## Problem description
Copy out every line of the records below, requests included, and shift each coordinate in the answer points up by 52. Keep the numbers in the requests and their sample points unchanged.
[start of Records for this task]
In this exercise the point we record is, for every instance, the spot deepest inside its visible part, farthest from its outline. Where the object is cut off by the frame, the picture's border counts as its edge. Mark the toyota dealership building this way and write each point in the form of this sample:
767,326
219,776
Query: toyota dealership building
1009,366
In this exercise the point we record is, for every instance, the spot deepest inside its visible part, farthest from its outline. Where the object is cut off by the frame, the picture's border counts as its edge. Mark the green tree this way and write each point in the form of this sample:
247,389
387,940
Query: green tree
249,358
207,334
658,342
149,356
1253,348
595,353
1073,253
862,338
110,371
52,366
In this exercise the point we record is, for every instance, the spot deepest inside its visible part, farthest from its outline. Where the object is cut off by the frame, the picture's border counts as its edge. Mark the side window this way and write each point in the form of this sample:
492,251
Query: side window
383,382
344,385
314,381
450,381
[end of Records for this task]
## Worked answer
In this exercise the point we record is, for every instance, the spot deepest inside its visible part, farthest from its outline. Where the object is cut off by the frame, the picture's border counts as its edge. Mark the toyota dealership building this way and write each point in the form of this sample:
767,326
219,776
Query: toyota dealership building
1061,418
In this exercise the point we record is, for every instance, the spot deepest inside its visible part, farthest from its outline. Where the object is cut off by the frame, the picture's border counts as its edge. Mark the green tree this way and write each point in the form of this sample:
247,389
387,940
Query: green tree
301,410
259,386
710,394
201,408
1305,400
647,405
1125,305
914,390
162,423
104,418
In this exercise the point we record is, for every instance, the spot deepest inside its visible part, farthest from its outline. Where the object is cut off by the frame, the picture's border counts as its edge. Mark the side window this way and write each point in the form of this sample:
492,251
Query: side window
435,434
396,437
366,433
502,433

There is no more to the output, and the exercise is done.